[Given exercise]: Scale the entries below by copying every line, requests included, and multiplying each bounding-box coordinate in the answers by 0.45. Round each result to a whole number, rounding halves up.

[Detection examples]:
╭──
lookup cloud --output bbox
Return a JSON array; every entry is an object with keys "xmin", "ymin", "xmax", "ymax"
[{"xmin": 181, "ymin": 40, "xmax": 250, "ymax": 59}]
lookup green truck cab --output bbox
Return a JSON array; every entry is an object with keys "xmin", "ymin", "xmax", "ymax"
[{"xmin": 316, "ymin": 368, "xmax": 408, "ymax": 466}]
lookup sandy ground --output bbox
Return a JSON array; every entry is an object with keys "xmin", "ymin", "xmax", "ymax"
╰──
[Solution to this problem]:
lookup cloud --output bbox
Return a JSON array; every entry is an object with keys "xmin", "ymin", "xmax", "ymax"
[{"xmin": 81, "ymin": 18, "xmax": 113, "ymax": 27}]
lookup green truck cab --output bbox
Return a JSON array; every entry is an object with keys "xmin", "ymin", "xmax", "ymax"
[{"xmin": 142, "ymin": 166, "xmax": 184, "ymax": 210}]
lookup sandy ground --output bbox
Return a JSON array; every entry is an object with keys "xmin", "ymin", "xmax", "ymax"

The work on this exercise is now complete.